> QUOTED PASSAGE
------------
Even if you’ve eaten well and consumed plenty of fluids, your body won’t be able to process this fuel properly to power you through a race or hard workout. In addition, your muscles and other soft tissues will be seriously underprepared for a full-on session, even if you follow our warm up and cool down rules. Your body is already working hard just to stay awake. You wouldn’t drive a car if you feared falling asleep at the wheel, would you? Nor should you expect your body to handle the stress of all-out physical exertion. Instead, get some rest and vow to push it hard tomorrow.
Pro athletes sometimes seem to wear their extreme workout schedules like badges of courage. You do three hours a day five days a week? Well, I do five hours a day, six days a week! But, just like boasting about working long hours and/or getting little sleep is foolish, overtraining or racing too much is a terrible idea, whether you’re a pro or an amateur. It can lead to niggling or severe injuries, sickness and burnout—just ask Connor Baxter. And remember that your favorite athletes have lots of time to recover, access to professional dietitians, masseurs and more, and can often get far more sleep than most of us—everyone from LeBron James, to Roger Federer to Laird Hamilton claims to get 10 hours or more shuteye a night.
For those of us who don’t have Olympic ambitions, we’re better off reducing our work rate to include just four to five days a week. That’s the only way that we can get adequate recovery to meet our fitness goals, whether that’s winning an SUP race, hitting a new PR in the weight room or smoking that local 5K run. Remember that muscles don’t adapt under load. Sure, we need the stimulus of exercise, but it’s the time that we spend NOT working out that determines how our bodies respond to this stimulus. That’s why it’s usually not wise to “push through” for seven days straight even if we feel okay. Doing some active recovery (think the pace of your usual warm up or cool down) or mobility work is okay, but do your body a favor and take at least one day of rest per week.
We all know those smug people who claim, “I never get sick.” Well, maybe there are a few who can go a few years without illness, but most of us get at least one knock-you-down bout each year. Now, if you have a little congestion or are generally under the weather, go ahead and workout, even if you have to dial back the intensity. But if it’s anything below the neck, you have a fever, and/or it’s something that’s serious enough to make you consider calling into work sick, then stay off your board and out of the gym.
Just like if you get less or minimal sleep, when you’re sick your system is working double time to keep you functioning. The human body isn’t designed to shuttle antibodies and all its other illness-fighting properties to take on infection while also fueling optimal physical output. At best, you’ll have a crappy workout, and at worst, you can exaggerate your systems and get really sick. So, fight that temptation to push through and that fear that you’ll be losing ground, and instead spend your time guzzling green tea with honey, extra fruit and veggies and zinc-rich foods that can get you back to normal quickly.
------------
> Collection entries

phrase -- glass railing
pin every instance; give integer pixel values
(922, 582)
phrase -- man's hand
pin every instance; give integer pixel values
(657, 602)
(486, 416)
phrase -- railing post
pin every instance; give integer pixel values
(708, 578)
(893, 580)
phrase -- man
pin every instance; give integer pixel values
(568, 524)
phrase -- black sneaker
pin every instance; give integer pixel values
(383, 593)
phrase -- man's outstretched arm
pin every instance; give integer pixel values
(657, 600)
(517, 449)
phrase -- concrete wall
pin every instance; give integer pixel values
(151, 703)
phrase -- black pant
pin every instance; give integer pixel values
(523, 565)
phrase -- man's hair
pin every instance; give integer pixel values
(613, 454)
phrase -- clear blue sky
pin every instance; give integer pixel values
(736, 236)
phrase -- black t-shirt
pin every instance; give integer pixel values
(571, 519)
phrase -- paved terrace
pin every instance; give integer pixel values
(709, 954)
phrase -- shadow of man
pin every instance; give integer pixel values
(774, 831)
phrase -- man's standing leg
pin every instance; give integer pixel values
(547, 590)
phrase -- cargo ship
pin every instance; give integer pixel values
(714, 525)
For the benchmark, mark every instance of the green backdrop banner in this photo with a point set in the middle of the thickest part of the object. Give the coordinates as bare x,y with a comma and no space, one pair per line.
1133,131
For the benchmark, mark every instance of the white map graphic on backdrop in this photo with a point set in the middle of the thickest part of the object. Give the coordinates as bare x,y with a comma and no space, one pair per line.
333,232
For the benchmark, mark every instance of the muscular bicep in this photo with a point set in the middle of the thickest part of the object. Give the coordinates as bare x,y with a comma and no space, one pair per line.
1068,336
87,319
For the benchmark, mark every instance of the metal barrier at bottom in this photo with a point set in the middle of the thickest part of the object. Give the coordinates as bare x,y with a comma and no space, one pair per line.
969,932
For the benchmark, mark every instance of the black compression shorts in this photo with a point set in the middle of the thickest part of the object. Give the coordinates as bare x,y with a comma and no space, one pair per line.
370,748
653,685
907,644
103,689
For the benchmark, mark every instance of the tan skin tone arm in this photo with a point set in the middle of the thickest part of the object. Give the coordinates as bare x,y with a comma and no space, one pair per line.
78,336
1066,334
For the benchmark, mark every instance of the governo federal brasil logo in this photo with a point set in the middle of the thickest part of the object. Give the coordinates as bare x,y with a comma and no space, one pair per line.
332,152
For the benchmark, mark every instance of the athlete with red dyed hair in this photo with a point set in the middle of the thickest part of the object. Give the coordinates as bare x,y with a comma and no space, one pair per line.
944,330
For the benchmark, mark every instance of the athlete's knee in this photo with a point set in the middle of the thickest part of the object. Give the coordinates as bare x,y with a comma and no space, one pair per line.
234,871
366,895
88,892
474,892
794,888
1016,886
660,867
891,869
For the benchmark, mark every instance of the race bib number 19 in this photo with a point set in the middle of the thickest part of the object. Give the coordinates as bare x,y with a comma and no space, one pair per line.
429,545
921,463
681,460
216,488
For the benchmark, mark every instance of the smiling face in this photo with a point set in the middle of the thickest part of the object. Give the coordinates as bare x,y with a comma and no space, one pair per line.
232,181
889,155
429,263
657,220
------------
> ACTIVITY
List every person named in the training-and-rest passage.

> EXERCISE OUTPUT
Connor Baxter
LeBron James
Roger Federer
Laird Hamilton